GOAL: Reproduce the material below verbatim, preserving every line in its original order.

-*-

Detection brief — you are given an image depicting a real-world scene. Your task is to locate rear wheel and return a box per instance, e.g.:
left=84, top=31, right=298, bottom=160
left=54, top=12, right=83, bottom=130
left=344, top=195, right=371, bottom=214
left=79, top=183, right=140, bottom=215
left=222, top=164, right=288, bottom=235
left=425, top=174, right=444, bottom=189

-*-

CORRECT OUTPUT:
Detection brief — you are given an image depicting a real-world scene. Your task is to locate rear wheel and return a box per instance, e.g.:
left=84, top=31, right=298, bottom=160
left=54, top=12, right=83, bottom=130
left=344, top=195, right=371, bottom=214
left=79, top=183, right=140, bottom=215
left=222, top=164, right=288, bottom=235
left=425, top=174, right=444, bottom=189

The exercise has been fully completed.